• **DIRECTIONS FOR THIS TASK**: Rescale everything from the line containing "Locate the sun within" down to the end of the material, and give those lines again with the requests included. Multiply every box coordinate in the answers by 2.55 and round each result to a whole number, with halves rounding up.

• **Rows of box annotation data**:
--------------------
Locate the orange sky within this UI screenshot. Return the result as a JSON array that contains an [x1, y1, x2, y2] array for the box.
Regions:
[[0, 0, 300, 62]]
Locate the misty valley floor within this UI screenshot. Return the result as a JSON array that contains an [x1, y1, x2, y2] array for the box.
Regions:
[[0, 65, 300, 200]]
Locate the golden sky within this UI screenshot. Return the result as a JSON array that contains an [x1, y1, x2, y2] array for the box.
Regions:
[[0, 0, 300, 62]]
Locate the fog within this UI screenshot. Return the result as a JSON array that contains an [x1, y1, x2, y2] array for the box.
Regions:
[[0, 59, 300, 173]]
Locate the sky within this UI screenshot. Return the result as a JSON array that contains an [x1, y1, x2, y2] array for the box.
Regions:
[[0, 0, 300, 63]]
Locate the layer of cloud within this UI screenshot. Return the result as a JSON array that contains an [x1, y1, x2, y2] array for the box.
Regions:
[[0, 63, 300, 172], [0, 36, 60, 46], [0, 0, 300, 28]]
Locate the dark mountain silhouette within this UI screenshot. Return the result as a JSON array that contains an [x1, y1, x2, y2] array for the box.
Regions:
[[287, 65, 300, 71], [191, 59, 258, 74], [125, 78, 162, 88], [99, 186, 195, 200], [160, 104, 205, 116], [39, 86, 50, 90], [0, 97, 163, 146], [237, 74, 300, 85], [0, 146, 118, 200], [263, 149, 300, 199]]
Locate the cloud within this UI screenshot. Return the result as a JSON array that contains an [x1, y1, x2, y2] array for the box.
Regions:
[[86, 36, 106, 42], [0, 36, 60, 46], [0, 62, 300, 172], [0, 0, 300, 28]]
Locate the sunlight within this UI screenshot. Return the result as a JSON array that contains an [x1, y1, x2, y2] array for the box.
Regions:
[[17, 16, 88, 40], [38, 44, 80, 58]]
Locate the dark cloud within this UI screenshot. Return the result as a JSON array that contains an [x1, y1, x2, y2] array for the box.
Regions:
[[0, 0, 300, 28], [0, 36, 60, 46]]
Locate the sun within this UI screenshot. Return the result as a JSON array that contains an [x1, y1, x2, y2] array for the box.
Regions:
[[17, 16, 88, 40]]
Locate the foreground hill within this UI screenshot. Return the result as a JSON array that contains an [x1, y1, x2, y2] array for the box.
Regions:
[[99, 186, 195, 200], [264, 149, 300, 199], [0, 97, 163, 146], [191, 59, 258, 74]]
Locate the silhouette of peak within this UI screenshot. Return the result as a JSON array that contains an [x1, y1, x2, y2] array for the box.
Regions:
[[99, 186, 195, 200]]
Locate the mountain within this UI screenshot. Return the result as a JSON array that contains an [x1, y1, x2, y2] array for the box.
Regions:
--------------------
• **RESULT BELOW**:
Locate the sun within this UI screenshot. Return the result as a JSON array that contains an [x1, y1, x2, y2] array for the box.
Regions:
[[43, 41, 224, 102]]
Locate the foreground hill within this UI screenshot. Return the result as a JSON array that contains an [x1, y1, x2, y2] array for the box.
Regions:
[[252, 474, 497, 510], [673, 380, 765, 507], [0, 247, 416, 372], [487, 150, 658, 189]]
Locate the silhouette of peak within this UI screenshot. Return the result as a JSON array that contains an [x1, y1, x2, y2] array for the box.
Regions:
[[252, 474, 497, 510]]
Locate the mountain within this UI screenshot. Return the result as a JSON array that contains an [x1, y1, x2, y2] array for the box.
Regions:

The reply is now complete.